■ Work instructions ■
1. List every benefit of a CMS that the website management text enumerates.
2. Condense the paragraph of the website management text that begins "Instead, designing by committee" into a short bulleted list that keeps its main points.
3. Decide whether each statement agrees with the website management text. Answer yes or no, and quote the words that decide it.
(a) The text holds that all committees are a bad idea.
(b) The text names color blindness as something that can influence how people respond to a design.
(c) The text attributes many complaints that a CMS is hard to use to inadequate training or infrequent use.

BEGIN Source document

It’s wasteful to micro-manage by asking them to “Make the logo bigger.” or to “Move that 3 pixels to the left.” By doing so you are reducing their role to that of a admin or software operator, resulting in a dilutive approach by wasting the wealth of experience they bring.


The ultimate symbol of a large organization’s approach to website management is the committee. A committee is often formed to tackle the website because internal politics demand that everybody has a say, and that all considerations be taken into account. To say that all committees are a bad idea is naive, and to suggest that a large corporate website could be developed without consultation is fanciful. However, when it comes to design, committees are often the kiss of death.

Design is subjective. The way we respond to a design can be influenced by culture, gender, age, childhood experience and even physical conditions (such as color blindness.) What one person considers great design could be hated by the next. This is why it’s crucial that design decisions be informed by user testing [when possible] rather than personal preference. Unfortunately, this approach is rarely taken when a committee is involved in design decisions.

Instead, designing by committee becomes about compromise. Because committee members have different opinions about the design, they look for ways to find common ground. One person hates the blue color scheme, while another loves it. This leads to designing on the fly, with the committee instructing the designer to “try a different shade of blue” in the hopes of finding middle ground. Unfortunately, this leads only to bland design that neither appeals to, nor excites the most important committee… your existing and prospective customers, consumers, and clients.


Many of the clients I work with have amazingly unrealistic expectations of their CMS (content management system.) Those without one think it will solve all of their content woes, while those who have one moan about it because it hasn’t!

It is certainly true that a CMS can bring a lot of benefits. These include:

1. Reducing the technical barriers of adding content

2. Allowing more people to add and edit content

3. Facilitating faster updates

4. Allowing greater control

However, many CMS platforms are less flexible than their owners would like. They fail to meet the changing demands of the websites they manage. Website managers also complain that their CMS is hard to use. However, in many cases, this is because those using it have not been adequately trained or are not using it regularly enough.

Finally, a CMS may allow content to be easily updated, but it does not ensure that content will be updated or even that the quality of content will be appropriate. Many CMS-based websites still have out-of-date content or poorly written copy, not to mention sub-par images and artwork. This is because internal processes have not been put in place to support the content contributors.

END Source document
BEGIN Listed records

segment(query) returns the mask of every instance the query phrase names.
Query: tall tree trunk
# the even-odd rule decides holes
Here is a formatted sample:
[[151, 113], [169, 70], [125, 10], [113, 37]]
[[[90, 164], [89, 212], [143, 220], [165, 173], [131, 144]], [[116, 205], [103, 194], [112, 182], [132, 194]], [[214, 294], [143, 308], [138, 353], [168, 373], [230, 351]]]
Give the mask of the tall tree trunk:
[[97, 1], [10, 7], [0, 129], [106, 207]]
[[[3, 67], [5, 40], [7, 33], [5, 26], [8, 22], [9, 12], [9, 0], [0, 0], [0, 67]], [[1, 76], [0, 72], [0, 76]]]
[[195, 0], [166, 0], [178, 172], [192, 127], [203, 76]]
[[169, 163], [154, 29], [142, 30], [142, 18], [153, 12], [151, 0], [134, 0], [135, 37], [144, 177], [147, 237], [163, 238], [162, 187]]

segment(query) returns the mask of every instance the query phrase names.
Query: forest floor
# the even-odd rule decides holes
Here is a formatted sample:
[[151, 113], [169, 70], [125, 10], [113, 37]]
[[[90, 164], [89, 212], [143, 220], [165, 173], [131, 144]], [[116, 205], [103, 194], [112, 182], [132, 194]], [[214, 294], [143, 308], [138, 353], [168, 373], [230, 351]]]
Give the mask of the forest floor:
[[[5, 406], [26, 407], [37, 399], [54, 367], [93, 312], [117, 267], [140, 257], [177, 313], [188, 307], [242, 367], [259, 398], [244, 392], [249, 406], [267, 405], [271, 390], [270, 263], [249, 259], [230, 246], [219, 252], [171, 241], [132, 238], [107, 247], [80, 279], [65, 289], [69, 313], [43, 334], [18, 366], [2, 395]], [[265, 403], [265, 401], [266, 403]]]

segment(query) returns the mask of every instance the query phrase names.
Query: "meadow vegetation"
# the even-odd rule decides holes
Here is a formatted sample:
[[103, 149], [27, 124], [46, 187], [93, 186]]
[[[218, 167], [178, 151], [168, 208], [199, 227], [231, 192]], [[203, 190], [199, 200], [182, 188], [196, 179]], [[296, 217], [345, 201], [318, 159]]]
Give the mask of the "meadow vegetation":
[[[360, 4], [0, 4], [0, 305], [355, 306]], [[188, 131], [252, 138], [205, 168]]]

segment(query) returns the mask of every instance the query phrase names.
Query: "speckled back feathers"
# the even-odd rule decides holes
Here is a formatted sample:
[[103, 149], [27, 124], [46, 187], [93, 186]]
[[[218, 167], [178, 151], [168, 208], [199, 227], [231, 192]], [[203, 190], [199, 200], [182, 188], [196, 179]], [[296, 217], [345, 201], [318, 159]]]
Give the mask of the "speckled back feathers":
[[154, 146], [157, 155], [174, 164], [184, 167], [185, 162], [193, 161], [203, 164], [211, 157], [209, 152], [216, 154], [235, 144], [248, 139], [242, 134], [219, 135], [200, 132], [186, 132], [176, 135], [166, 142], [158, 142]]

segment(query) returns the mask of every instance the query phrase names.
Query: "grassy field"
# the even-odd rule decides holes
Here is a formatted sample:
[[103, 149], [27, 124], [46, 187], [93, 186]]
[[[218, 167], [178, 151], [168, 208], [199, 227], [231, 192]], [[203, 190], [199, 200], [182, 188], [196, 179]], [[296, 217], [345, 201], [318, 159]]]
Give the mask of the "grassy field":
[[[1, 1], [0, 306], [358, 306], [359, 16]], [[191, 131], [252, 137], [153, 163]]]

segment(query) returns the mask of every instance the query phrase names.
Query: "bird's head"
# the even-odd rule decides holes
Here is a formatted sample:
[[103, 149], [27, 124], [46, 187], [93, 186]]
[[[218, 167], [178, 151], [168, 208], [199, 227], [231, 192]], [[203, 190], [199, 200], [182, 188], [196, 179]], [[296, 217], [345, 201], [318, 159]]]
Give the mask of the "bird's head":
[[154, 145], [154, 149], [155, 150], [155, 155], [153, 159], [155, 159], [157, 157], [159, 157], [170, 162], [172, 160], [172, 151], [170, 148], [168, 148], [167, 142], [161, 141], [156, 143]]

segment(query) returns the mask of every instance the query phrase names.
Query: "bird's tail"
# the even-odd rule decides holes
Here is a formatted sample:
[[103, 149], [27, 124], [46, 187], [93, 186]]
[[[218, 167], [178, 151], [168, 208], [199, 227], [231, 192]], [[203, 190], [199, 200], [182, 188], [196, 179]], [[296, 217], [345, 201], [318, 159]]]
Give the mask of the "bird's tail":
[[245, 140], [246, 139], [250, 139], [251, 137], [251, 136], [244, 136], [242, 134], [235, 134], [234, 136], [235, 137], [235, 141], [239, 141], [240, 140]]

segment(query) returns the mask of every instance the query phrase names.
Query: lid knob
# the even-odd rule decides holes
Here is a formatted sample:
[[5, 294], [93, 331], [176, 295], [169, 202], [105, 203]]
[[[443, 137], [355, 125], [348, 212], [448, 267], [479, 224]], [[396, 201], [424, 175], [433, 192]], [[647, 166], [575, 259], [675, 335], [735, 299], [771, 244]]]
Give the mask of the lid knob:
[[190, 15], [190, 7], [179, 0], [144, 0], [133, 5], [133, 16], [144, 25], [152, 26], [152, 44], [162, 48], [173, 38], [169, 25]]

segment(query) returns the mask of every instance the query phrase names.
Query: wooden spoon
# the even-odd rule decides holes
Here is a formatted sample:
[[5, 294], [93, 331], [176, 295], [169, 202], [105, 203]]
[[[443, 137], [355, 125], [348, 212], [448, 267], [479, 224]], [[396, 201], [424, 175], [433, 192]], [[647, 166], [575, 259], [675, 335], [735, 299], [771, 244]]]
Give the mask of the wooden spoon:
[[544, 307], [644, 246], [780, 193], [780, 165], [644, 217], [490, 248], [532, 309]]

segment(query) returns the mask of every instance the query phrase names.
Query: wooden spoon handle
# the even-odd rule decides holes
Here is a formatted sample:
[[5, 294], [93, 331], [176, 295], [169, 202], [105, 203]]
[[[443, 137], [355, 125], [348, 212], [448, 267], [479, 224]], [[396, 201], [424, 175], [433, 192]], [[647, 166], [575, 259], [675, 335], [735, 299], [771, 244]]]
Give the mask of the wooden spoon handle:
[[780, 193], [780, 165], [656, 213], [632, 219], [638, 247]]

END Listed records

■ Solutions per task ■
1.
1. Reducing the technical barriers of adding content
2. Allowing more people to add and edit content
3. Facilitating faster updates
4. Allowing greater control

2.
- Designing by committee turns into compromise, because members hold differing opinions and look for common ground.
- For example, one member hates the blue color scheme and another loves it.
- The committee then designs on the fly, telling the designer to "try a different shade of blue" in search of middle ground.
- The result is bland design that neither appeals to nor excites the most important committee: existing and prospective customers, consumers, and clients.

3.
(a) No: "To say that all committees are a bad idea is naive"
(b) Yes: "The way we respond to a design can be influenced by culture, gender, age, childhood experience and even physical conditions (such as color blindness.)"
(c) Yes: "this is because those using it have not been adequately trained or are not using it regularly enough."